■ **DESCRIPTION OF THE TASK**
Lay out the entries as a Markdown table with the columns Row and Line, covering everything from the line containing "Verification needed: an upstream model detected the plate" down to the line containing "89;351;247;475", and omit blank lines.

■ **Annotated coordinate records**
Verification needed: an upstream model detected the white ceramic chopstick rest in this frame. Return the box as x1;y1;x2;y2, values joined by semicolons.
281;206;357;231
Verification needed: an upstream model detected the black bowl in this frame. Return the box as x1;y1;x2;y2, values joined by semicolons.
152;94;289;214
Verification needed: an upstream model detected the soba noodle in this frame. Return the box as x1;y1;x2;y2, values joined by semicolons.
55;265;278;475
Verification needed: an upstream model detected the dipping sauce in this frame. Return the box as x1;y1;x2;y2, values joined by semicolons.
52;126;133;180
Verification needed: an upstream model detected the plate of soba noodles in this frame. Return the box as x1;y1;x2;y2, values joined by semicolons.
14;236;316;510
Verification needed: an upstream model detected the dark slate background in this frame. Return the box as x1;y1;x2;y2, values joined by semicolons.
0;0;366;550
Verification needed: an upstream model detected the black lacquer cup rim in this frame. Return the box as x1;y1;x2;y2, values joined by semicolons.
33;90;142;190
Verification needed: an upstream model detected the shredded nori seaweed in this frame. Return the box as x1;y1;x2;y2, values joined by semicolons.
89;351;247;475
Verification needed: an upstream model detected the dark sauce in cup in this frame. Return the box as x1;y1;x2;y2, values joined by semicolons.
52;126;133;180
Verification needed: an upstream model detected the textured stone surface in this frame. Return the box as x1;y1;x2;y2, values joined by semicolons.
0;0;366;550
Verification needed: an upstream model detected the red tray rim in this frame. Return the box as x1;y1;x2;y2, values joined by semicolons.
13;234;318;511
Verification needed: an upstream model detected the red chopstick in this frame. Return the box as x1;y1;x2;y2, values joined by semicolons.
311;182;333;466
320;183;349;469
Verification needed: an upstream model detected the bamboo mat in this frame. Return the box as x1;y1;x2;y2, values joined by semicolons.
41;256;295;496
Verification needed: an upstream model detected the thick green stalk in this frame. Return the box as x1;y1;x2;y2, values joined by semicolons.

■ **EXERCISE ANSWER**
| Row | Line |
|---|---|
| 1 | Verification needed: an upstream model detected the plate of soba noodles in this frame. Return the box as x1;y1;x2;y2, values joined by semicolons. |
| 2 | 14;236;316;510 |
| 3 | Verification needed: an upstream model detected the dark slate background in this frame. Return the box as x1;y1;x2;y2, values joined by semicolons. |
| 4 | 0;0;366;550 |
| 5 | Verification needed: an upstream model detected the black lacquer cup rim in this frame. Return the box as x1;y1;x2;y2, values joined by semicolons. |
| 6 | 33;90;142;190 |
| 7 | Verification needed: an upstream model detected the shredded nori seaweed in this frame. Return the box as x1;y1;x2;y2, values joined by semicolons. |
| 8 | 89;351;247;475 |